TASK REQUIREMENTS
Starting at the line that contains "Put a point on the tall" and continuing through the end of the data below, both ends included, arrange the lines as a numbered list without the blank lines. Leave the pictures out of the answer.

╭─ RECORDS PROVIDED

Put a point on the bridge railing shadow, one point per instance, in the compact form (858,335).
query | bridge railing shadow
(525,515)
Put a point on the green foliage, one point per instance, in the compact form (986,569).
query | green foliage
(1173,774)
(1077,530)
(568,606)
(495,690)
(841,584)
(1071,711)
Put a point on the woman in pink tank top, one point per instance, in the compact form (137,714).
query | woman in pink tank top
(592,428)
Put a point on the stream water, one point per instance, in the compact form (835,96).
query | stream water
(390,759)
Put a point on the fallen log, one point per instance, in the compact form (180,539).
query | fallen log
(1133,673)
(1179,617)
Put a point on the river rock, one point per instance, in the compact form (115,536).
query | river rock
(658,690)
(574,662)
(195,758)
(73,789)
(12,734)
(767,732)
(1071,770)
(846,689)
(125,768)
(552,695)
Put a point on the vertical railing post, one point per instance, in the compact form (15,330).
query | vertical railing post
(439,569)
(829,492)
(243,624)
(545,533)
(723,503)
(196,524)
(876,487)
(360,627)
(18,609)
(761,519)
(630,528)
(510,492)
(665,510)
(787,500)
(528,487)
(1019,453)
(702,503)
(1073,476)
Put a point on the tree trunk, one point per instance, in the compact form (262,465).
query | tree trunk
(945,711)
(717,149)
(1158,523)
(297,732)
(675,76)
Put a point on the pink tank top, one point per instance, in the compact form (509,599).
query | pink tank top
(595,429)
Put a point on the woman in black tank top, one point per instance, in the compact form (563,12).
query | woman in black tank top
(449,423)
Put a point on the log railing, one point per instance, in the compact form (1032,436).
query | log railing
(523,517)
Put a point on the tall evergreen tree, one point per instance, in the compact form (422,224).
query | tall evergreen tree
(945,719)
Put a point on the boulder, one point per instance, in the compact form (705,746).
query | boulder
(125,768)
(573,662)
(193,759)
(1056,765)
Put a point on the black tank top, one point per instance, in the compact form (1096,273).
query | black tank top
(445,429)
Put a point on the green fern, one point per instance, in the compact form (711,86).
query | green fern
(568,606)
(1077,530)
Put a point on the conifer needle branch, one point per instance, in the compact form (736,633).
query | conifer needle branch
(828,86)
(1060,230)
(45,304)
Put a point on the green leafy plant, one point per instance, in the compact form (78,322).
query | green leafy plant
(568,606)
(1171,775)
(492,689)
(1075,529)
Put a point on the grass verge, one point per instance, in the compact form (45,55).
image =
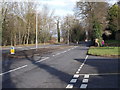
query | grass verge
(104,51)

╰─

EXERCISE OUTPUT
1. Put a point on the tall evergreen tree, one point per instance, in the compact form (422,224).
2. query | tall evergreen tree
3. (945,719)
4. Put a point on the boulder, one point per instance, in the compact form (705,746).
5. query | boulder
6. (125,768)
7. (573,662)
8. (193,759)
9. (1056,765)
10. Put a point on the black tank top, one point per instance, in the compact form (1096,273).
11. query | black tank top
12. (445,429)
13. Put a point on the green fern, one point per instance, in the compact form (711,86).
14. query | green fern
15. (568,606)
16. (1077,530)
17. Put a point on the conifer needle branch, one point per instance, in the compact form (736,633).
18. query | conifer needle branch
19. (828,86)
20. (1060,230)
21. (45,304)
22. Put a point on the green leafy plant, one point per instance, in the compact form (78,322).
23. query | green leafy plant
24. (568,606)
25. (1171,775)
26. (492,689)
27. (1075,529)
28. Put a point on the grass verge, one point per instance, in the compact form (45,55).
29. image =
30. query | grass verge
31. (104,51)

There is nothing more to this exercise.